• TASK TO COMPLETE:
Please repeat the records exactly, keeping the pictures out.

• TASK INPUTS:
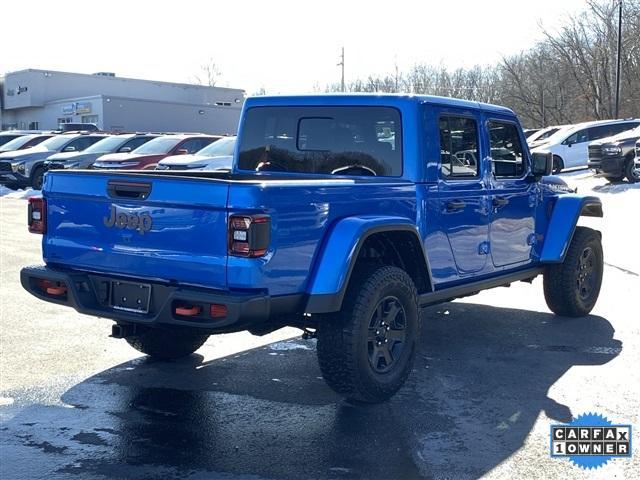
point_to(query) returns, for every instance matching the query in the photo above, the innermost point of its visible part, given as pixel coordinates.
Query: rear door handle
(454, 205)
(500, 201)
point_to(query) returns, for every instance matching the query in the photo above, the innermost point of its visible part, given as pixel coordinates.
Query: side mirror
(541, 164)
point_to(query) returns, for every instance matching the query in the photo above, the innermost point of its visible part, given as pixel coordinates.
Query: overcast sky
(283, 46)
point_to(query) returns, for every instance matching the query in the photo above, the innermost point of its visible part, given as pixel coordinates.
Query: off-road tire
(629, 170)
(166, 344)
(344, 343)
(558, 165)
(565, 284)
(614, 179)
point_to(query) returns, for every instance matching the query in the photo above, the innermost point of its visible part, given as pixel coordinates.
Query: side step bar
(451, 293)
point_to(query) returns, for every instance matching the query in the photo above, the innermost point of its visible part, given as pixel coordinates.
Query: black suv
(613, 157)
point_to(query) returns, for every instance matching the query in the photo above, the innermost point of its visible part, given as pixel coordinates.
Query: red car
(148, 155)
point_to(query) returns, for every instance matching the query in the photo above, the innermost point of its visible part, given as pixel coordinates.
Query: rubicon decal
(590, 440)
(133, 221)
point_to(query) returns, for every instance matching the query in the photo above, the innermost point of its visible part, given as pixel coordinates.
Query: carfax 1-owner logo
(590, 441)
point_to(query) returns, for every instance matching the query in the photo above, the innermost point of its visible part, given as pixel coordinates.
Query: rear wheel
(167, 344)
(366, 350)
(558, 164)
(571, 288)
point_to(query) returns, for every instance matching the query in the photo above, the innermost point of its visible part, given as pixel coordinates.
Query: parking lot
(494, 371)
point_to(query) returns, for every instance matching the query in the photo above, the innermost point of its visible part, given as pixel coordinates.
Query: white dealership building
(43, 99)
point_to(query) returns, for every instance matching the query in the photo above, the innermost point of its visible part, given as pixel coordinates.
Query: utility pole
(619, 55)
(341, 64)
(543, 108)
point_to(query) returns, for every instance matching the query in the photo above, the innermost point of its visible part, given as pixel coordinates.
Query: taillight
(249, 235)
(37, 215)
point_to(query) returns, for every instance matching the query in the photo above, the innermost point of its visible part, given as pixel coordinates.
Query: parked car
(122, 143)
(78, 127)
(215, 156)
(25, 141)
(25, 168)
(541, 135)
(13, 134)
(570, 146)
(614, 157)
(321, 225)
(148, 155)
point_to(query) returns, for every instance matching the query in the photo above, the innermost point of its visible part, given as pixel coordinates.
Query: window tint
(506, 150)
(195, 144)
(459, 155)
(622, 127)
(83, 142)
(136, 142)
(578, 137)
(601, 131)
(329, 140)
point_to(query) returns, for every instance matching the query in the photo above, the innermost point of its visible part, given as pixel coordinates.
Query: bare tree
(209, 74)
(566, 78)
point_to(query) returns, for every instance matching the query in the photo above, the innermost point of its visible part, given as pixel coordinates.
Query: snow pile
(9, 193)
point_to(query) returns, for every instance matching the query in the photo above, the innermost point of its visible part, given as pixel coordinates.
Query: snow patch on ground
(9, 193)
(280, 346)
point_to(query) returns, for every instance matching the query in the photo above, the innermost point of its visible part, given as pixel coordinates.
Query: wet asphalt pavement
(488, 382)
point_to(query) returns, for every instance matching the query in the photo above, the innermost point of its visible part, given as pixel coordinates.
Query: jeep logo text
(133, 221)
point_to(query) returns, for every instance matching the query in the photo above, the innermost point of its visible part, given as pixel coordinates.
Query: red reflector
(188, 311)
(218, 311)
(52, 288)
(37, 215)
(57, 290)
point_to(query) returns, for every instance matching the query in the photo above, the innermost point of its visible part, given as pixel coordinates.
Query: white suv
(570, 145)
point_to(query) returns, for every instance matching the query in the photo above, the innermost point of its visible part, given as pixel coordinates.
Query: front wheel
(366, 350)
(571, 288)
(167, 344)
(632, 171)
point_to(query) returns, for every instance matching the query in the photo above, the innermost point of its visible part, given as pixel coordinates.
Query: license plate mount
(130, 297)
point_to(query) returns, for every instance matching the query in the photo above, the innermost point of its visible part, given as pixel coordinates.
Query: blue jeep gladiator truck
(343, 215)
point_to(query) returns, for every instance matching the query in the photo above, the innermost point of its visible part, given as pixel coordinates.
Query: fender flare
(562, 224)
(339, 251)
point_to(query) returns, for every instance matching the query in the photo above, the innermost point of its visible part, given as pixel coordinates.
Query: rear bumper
(89, 293)
(12, 178)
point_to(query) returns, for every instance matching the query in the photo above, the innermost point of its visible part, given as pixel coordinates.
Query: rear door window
(507, 155)
(359, 141)
(459, 154)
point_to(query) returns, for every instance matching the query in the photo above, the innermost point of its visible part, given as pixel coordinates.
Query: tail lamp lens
(37, 215)
(249, 235)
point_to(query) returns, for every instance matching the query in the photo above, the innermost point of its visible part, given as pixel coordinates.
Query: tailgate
(143, 226)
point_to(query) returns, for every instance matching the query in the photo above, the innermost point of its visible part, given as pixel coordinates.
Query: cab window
(507, 154)
(459, 154)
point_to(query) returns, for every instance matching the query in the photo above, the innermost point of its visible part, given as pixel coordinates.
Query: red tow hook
(188, 311)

• WRITTEN SOLUTION:
point_to(query) returns, for every instance matching the query in the photo above, the innermost point of its visible part, given as pixel coordinates.
Query: rear door handle
(454, 205)
(500, 201)
point_to(query) returns, for every instance matching the query in the photo above, the innermost point of its visible part, given as pixel coordinates.
Query: side mirror
(541, 164)
point_to(query) returns, for every instance matching the query in the photo above, the innermost point of its visible part, given as pixel coordinates.
Query: overcast sky
(283, 46)
point_to(query) returns, for every instance matching the query in the photo above, the innermost point of its visible part, given as pixel coordinates.
Query: off-road tire
(629, 170)
(166, 344)
(344, 343)
(558, 165)
(565, 284)
(614, 179)
point_to(query) returns, for every instance matching the query in the photo above, the innermost point of its visible part, given as pixel coordinates.
Query: side step bar
(451, 293)
point_to(query) returns, for every instance matching the query in the photo above, the innermost point of its visible part, given as pixel coordinates.
Query: black suv
(613, 157)
point_to(query) returns, for every instance matching the query in the photo above, the innermost point of its visible part, given as pixel coordinates.
Query: red car
(148, 155)
point_to(query) returns, for every instance matching the query in the photo above, the innermost point of its visible part, given as pixel coordinates.
Query: rubicon decal
(590, 440)
(133, 221)
point_to(query) returns, for every instance matching the query in the photo above, the innermost point of its visible part, given as pixel coordinates.
Query: carfax 1-owner logo
(590, 441)
point_to(query) returns, for every instance matching the query in the photo above, the innermost point of its visible part, given as pixel coordinates.
Query: rear wheel
(167, 344)
(366, 350)
(558, 164)
(571, 288)
point_to(query) returns, for every instance matching the query in the photo above, the innermost point of its visible part, given as pixel coordinates.
Query: parking lot
(494, 371)
point_to(query) returns, for every instance matching the query in the photo above, the innermost point of its visible part, given as pixel coordinates.
Query: white dealership building
(43, 99)
point_to(query) returns, for every instance matching the query in the photo above, the innermost point of its visible part, given as pixel coordinates.
Query: utility pole
(619, 55)
(341, 64)
(543, 108)
point_to(query) returns, for every instance matching the query in the photo above, the innermost point of its visible part, given as pixel coordinates.
Query: taillight
(249, 235)
(37, 215)
point_to(query) returns, for every instance matching the query in the photo above, the innermost point of its visible part, given as pixel coordinates.
Query: parked car
(122, 143)
(78, 127)
(215, 156)
(25, 141)
(25, 168)
(541, 135)
(13, 134)
(570, 146)
(614, 157)
(321, 225)
(148, 155)
point_to(query) returns, for every instance matching the query in the photo above, the innermost point of its visible part, given as pixel coordinates.
Query: window tint
(506, 150)
(195, 144)
(459, 155)
(622, 127)
(83, 142)
(136, 142)
(578, 137)
(601, 131)
(329, 140)
point_to(query) returns, for every instance matching the query in the photo above, the innermost point of its visible part, given as pixel coordinates.
Query: bare tree
(209, 74)
(566, 78)
point_to(query) returns, for every instance matching the query in the photo above, the innermost point of its visible part, given as pixel coordinates.
Query: snow pile
(9, 193)
point_to(query) returns, for every instance matching the query in the photo above, the innermost point of its visible part, given as pixel coordinates.
Query: snow patch on ground
(9, 193)
(280, 346)
point_to(query) returns, for every instance matching the query in the photo above, the innermost point of its visible part, given as pixel coordinates.
Query: wet asphalt pavement
(488, 382)
point_to(query) returns, for every instance matching the query in the photo above, the innermost point of its visible part, given as pixel coordinates.
Query: jeep logo text
(133, 221)
point_to(query) returns, for every instance matching the query in the photo above, the innermost point of its visible part, given as pixel coordinates.
Query: red reflector
(188, 311)
(218, 311)
(52, 288)
(37, 215)
(57, 290)
point_to(query) returns, for every instance matching the query in the photo above, the innermost point of its visible part, given as pixel coordinates.
Query: white suv
(570, 145)
point_to(query) returns, for every instance matching the query in the photo above, the innermost point of its visible part, given as pixel coordinates.
Query: front wheel
(366, 350)
(571, 288)
(167, 344)
(632, 171)
point_to(query) returns, for every instance matching the query in the photo above, the innermost point of its visible part, given as pixel coordinates.
Query: license plate mount
(130, 297)
point_to(query) returns, for every instance matching the query in the photo above, the innermost point of its visible part, given as pixel coordinates.
Query: blue jeep gladiator truck
(343, 215)
point_to(query) returns, for every instance matching the query in the photo above, the innermost point of its visible part, given as pixel coordinates.
Query: fender flare
(562, 224)
(339, 251)
point_to(query) returns, for every instance matching the query in the photo above, the innermost point of its visible part, given as pixel coordinates.
Query: rear bumper
(89, 293)
(12, 178)
point_to(query) returns, for every instance matching the query in the photo above, the innermost point of its visible part, given as pixel coordinates.
Query: rear door window
(507, 155)
(359, 141)
(459, 154)
point_to(query) returns, for every instance matching the query in the photo above, the innermost point of its visible part, given as pixel coordinates.
Query: tail lamp lens
(37, 215)
(249, 235)
point_to(query) returns, for every instance matching the query in the photo above, the innermost point of its visible part, given as pixel coordinates.
Query: tailgate
(143, 226)
point_to(query) returns, for every instance matching the query in the photo above, the innermost point of its visible part, given as pixel coordinates.
Query: cab window
(507, 154)
(459, 154)
point_to(query) returns, for every instance matching the query in the photo above, the innermost point of its visible part, given as pixel coordinates.
Query: red tow hook
(188, 311)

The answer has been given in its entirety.